---- Source data

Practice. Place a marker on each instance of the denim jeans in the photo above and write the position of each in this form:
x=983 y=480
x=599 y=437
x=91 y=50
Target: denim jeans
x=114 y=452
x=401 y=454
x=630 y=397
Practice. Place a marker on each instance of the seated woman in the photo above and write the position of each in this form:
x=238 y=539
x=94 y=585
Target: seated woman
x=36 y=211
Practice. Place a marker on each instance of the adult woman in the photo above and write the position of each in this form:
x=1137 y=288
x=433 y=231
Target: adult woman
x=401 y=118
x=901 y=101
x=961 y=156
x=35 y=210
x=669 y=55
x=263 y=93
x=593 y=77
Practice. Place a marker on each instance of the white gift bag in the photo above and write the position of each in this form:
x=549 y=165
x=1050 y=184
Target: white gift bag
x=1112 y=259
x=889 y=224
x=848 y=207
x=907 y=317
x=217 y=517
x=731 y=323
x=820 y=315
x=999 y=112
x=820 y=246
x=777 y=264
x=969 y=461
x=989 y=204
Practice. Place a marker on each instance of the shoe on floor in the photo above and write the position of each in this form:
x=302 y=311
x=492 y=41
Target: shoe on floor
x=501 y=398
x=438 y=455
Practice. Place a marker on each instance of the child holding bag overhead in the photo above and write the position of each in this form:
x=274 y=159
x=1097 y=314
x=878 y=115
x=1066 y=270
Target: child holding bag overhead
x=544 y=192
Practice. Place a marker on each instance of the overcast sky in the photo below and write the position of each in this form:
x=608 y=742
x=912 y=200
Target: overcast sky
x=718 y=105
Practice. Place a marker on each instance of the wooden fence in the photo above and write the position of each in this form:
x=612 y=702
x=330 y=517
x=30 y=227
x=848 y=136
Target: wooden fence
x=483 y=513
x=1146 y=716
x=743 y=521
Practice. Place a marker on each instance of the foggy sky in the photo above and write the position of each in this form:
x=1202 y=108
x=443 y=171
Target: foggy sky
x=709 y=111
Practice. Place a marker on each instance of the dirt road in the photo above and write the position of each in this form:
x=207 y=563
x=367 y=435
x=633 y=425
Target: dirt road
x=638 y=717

--------

__Aim of the task__: Reproduce every entry above, swapping "Target" for "Label" wherever it occurs and leaving all other text unchanged.

__Result of this exercise__:
Practice. Place a marker on each instance of the denim jeans in the photo above and write the position of each in this form:
x=983 y=480
x=599 y=437
x=91 y=50
Label: denim jeans
x=114 y=452
x=401 y=454
x=630 y=397
Practice. Place a marker on each instance of the seated woman in the photo above and write the position of each in this form:
x=238 y=539
x=94 y=585
Label: seated woman
x=36 y=211
Practice. Place a marker on each instance of the adult woman in the photo above and write the position of each in this form:
x=1137 y=288
x=433 y=231
Label: adult woman
x=401 y=118
x=901 y=101
x=961 y=156
x=35 y=210
x=669 y=55
x=263 y=93
x=593 y=77
Practice. Place a marker on each instance of the white gift bag in the photo above and write the position of each in this form:
x=549 y=165
x=1050 y=184
Label: white gift bag
x=1112 y=259
x=889 y=224
x=848 y=207
x=907 y=317
x=217 y=517
x=731 y=323
x=820 y=315
x=999 y=112
x=820 y=246
x=777 y=264
x=969 y=461
x=989 y=204
Practice. Place a marker on each instance of the shoe on floor in the photo above and write the position of each in this form:
x=302 y=311
x=492 y=41
Label: shoe on floor
x=501 y=398
x=438 y=455
Practice. Place a marker on each instance of the child holding bag overhead in the photo above and write the position of each in this form:
x=274 y=159
x=1097 y=314
x=878 y=115
x=1066 y=270
Label: child holding bag overhead
x=544 y=192
Practice. Place a marker on each instance of the overcast sky in the photo below and write the position of each in this form:
x=608 y=742
x=912 y=200
Label: overcast sky
x=718 y=105
Practice. Place a marker on each instance of the wooden fence in the photo above and write the position of each in this form:
x=612 y=702
x=330 y=517
x=30 y=227
x=848 y=136
Label: wooden fence
x=483 y=513
x=1146 y=716
x=743 y=521
Practice. Place a marker on each instance of the foggy sky in the photo above and write the position of each in this form:
x=1202 y=108
x=443 y=171
Label: foggy sky
x=709 y=111
Practice. Place a marker on each instance of the dirt road in the photo above and write the position of each in this form:
x=207 y=563
x=367 y=435
x=633 y=425
Label: dirt road
x=638 y=717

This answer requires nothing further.